[[ Dataset entries open ]]

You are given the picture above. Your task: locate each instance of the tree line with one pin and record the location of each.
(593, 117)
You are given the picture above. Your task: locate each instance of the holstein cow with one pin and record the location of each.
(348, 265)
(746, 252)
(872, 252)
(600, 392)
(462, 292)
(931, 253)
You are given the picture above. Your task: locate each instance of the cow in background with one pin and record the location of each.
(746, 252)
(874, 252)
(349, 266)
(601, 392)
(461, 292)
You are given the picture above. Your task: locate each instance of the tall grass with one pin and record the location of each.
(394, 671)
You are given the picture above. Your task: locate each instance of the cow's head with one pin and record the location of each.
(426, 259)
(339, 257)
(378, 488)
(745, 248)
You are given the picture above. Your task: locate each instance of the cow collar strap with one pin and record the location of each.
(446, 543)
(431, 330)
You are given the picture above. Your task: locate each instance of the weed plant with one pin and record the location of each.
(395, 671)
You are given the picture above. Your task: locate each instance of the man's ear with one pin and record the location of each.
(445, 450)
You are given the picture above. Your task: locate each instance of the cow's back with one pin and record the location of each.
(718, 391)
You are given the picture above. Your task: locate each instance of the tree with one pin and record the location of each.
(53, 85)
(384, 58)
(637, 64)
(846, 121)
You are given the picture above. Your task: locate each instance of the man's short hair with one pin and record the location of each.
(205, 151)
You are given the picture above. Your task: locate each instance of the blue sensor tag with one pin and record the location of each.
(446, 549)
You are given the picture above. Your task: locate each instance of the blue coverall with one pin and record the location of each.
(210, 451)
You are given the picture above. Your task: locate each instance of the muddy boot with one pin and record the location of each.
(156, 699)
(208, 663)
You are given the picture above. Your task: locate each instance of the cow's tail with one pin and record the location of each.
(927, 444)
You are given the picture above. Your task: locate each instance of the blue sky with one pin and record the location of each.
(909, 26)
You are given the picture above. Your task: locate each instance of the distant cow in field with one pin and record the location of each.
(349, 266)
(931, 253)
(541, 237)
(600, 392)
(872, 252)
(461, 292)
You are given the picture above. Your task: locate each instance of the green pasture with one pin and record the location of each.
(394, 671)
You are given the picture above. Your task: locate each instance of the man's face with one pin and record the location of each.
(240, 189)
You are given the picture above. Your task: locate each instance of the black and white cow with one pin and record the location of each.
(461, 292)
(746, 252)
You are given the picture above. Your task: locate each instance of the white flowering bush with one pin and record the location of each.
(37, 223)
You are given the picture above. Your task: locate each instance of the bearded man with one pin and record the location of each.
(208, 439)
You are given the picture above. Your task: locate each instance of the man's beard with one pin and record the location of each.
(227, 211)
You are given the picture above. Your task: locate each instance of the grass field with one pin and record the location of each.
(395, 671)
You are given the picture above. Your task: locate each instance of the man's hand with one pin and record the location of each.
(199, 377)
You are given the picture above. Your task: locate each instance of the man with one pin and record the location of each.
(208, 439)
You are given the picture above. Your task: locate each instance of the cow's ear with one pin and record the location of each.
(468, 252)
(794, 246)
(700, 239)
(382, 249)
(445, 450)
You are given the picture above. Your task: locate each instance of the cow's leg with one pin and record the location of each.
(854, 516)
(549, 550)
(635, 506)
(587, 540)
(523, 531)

[[ Dataset entries closed ]]

- [What the task asks]
Repeat only the lines running from the line that contains "the cow's leg" through the last line above, inclusive.

- [Completed exercise]
You are given the picture above. Your task: locate each instance of the cow's leg with one pin and record the location of each.
(854, 516)
(549, 550)
(635, 506)
(587, 540)
(523, 531)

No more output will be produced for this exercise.